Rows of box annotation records

━━━━━━━━━━━━━━━━━━━━

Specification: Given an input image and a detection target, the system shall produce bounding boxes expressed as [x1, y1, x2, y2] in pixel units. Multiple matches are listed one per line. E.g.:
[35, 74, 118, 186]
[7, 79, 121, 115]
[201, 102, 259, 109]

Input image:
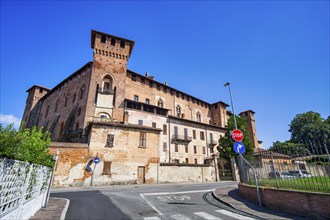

━━━━━━━━━━━━━━━━━━━━

Revise the records above by replacing "detection target" with "object category" wherever it occurs, keeping everything else as it stands, and omit the pictures from your answer.

(Expected answer):
Specification: Given an input image and a object category, the system shall produce bounding boxes expressed as [x1, y1, x2, y2] in pixel units. Multiple matches are listed one per line. E.g.:
[35, 74, 118, 186]
[7, 79, 121, 115]
[201, 102, 259, 109]

Input image:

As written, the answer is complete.